— Start of Text extract —

All of us are an outcome of our beliefs and values. Values are more fundamental than beliefs in the case of rewards. Rewards must cater to differing values, and values are factors that are most important to any individual. Each individual based on the exposure and experience has a hierarchy of values. Organizations must devise reward strategies that gratify this.
Mostly my study says values are an amalgamation of personal and professional factors. Professional factors can be career growth, money, learning, visibility, and status to name a few. Personal factors can be family, relationships, health, spiritual needs, and travel, etc. Thus, looking at these aspects, we must craft a reward system that meets professional and aspiration factors.
Being a part of the talent process can be a great reward for achievers. They get visibility as well as assurance of growth. A skill based pay structure or a pay formula based on contribution to the organization also goes a long way. Equity in the organization placates to the need of money, and appreciation concomitant with equity definitely keeps the adrenalin owing for folks for whom money is a great motivator.
However, the avenues of enhancing skills and competencies can form a part of the reward system. Educational tie-ups with respectable brands and universities unquestionably help in the case of individuals for whom learning is a great value. After all, education is expensive and time-consuming but can undeniably help an organization shape its own internal proficiency also.

— End of Text extract —
— Start of Input —

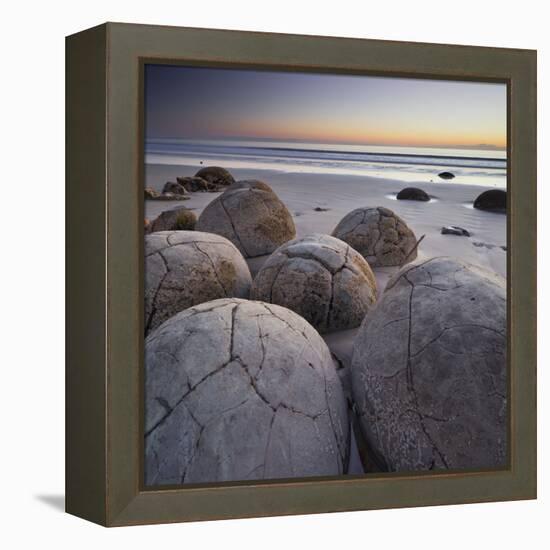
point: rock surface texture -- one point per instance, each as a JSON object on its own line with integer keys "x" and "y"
{"x": 379, "y": 235}
{"x": 253, "y": 219}
{"x": 413, "y": 194}
{"x": 250, "y": 184}
{"x": 240, "y": 390}
{"x": 494, "y": 200}
{"x": 429, "y": 369}
{"x": 322, "y": 279}
{"x": 173, "y": 220}
{"x": 446, "y": 175}
{"x": 184, "y": 268}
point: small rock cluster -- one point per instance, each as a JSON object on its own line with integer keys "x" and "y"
{"x": 239, "y": 384}
{"x": 429, "y": 369}
{"x": 379, "y": 235}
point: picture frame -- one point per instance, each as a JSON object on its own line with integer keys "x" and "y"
{"x": 104, "y": 272}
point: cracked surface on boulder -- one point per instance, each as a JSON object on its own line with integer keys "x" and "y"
{"x": 379, "y": 235}
{"x": 184, "y": 268}
{"x": 238, "y": 390}
{"x": 429, "y": 369}
{"x": 252, "y": 218}
{"x": 322, "y": 279}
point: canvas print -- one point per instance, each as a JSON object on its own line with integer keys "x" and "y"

— End of Input —

**Required actions**
**a)** Return the entries starting at the line that contains "point: picture frame" and ending at the last line of the entries, copying every line character for character.
**b)** Carry the text on reward systems and values forward from its final sentence.
The text on reward systems and values has no connection to the entries that come after it.

**The answers**
**a)**
point: picture frame -- one point per instance, each as a JSON object on its own line with integer keys "x" and "y"
{"x": 104, "y": 272}
point: cracked surface on boulder -- one point per instance, each as a JSON object on its own line with integer keys "x" and "y"
{"x": 379, "y": 235}
{"x": 184, "y": 268}
{"x": 238, "y": 390}
{"x": 429, "y": 369}
{"x": 252, "y": 218}
{"x": 322, "y": 279}
point: canvas print -- one point per instance, each as a JSON object on its own line with integer keys "x" and "y"

**b)**
Incentives associated with overall organization’s performance are good but not too exhilarating. A performer would always be riveted in a share directly associated with once own project. Sales guys are surely stimulated by direct incentives with no riders built into it. Overall my opinion is that a flexible variable pay surely helps. A personalized touch helps in the cases where family and relationships are of paramount significance. Sponsoring education of children, special travel schemes, health benefits, etc. do go a long way. A personal touch is much more potent than only financial or extrinsic benefits.
My suggestion is, study the value system of the organization and its individuals. Prioritize rewards based on values and customize them for individuals and organizations. There are a lot more subtle rewards like appreciation and catering to basic needs which can help colossally. There is no magic wand but surely rewards based on human psychology will help a lot. There is no point focussing on money alone, it is too transitory. A reward should be something that is dear to heart but not invested in for self. It must be special.